**FONTE:**
19/09/2024

Petr Savitsky - Pivô para o Oriente

 por Petr Savitsky

(1921)

 


Há uma certa constante e notável analogia na situação do mundo da França na época da Grande Revolução e da Rússia nos tempos atuais. No entanto, além dos detalhes e particularidades, há uma diferença fundamental que pode estar prenhe do futuro... Então (como é o caso agora), a Europa existia, e um dos países da Europa trouxe a Ela um 'novo Evangelho': este país, tendo deixado suas antigas fronteiras políticas em um estouro revolucionário para fora, conquistou quase todo o continente; no entanto, quando vacilou em suas conquistas, o resto da Europa (então unida em uma coalizão) conseguiu controlá-la e ocupá-la. Antes da guerra e da revolução, a Rússia "era uma civilização moderna do tipo ocidental, [embora] a menos disciplinada e mais desorganizada de todas as Grandes Potências..." (H. G. Wells). Durante a guerra e a revolução, porém, a "europeidade" da Rússia caiu, como uma máscara cai de um rosto, e quando vimos essa imagem da Rússia que não estava coberta por um tecido de decorações históricas, vimos uma Rússia com duas faces... Uma de suas faces estava voltada para a Europa, a da Rússia como um país europeu; como a França fez em 1793, ela traz para a Europa um 'novo Evangelho', desta vez o da 'revolução do proletariado', do comunismo manifesto... Sua outra face, no entanto, está voltada para longe da Europa... Wells conta como "Gorky... está obcecado por um pesadelo da Rússia indo para o Oriente..."

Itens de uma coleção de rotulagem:

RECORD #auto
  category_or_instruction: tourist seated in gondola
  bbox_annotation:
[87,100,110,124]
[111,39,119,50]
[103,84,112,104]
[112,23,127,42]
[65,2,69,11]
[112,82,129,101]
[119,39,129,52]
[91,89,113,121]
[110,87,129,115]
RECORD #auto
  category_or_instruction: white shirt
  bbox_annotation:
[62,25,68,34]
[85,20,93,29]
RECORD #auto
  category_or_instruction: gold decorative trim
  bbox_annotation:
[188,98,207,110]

* * *

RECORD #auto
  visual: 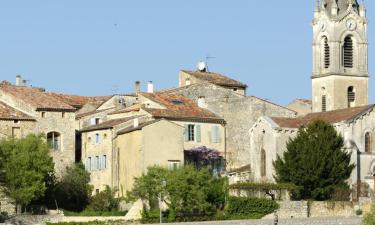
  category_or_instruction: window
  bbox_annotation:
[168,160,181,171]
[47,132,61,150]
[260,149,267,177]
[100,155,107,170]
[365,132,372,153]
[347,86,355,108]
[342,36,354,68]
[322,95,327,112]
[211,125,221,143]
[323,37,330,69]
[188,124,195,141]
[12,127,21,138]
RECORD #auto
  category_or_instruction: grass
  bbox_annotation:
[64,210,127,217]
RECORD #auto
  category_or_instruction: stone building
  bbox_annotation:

**TAREFA PROPOSTA:** Indique se cada afirmação a seguir está de acordo com o texto de Petr Savitsky, respondendo sim ou não e citando literalmente o trecho que decide. 1. O texto aponta uma analogia entre a França da Grande Revolução e a Rússia atual. 2. O "novo Evangelho" que a Rússia leva à Europa é o da restauração monárquica. 3. Segundo Wells, Gorky está obcecado por um pesadelo da Rússia indo para o Ocidente.

**RESULTADO OBTIDO:**
1. Sim: "Há uma certa constante e notável analogia na situação do mundo da França na época da Grande Revolução e da Rússia nos tempos atuais."
2. Não: "desta vez o da 'revolução do proletariado', do comunismo manifesto"
3. Não: "está obcecado por um pesadelo da Rússia indo para o Oriente"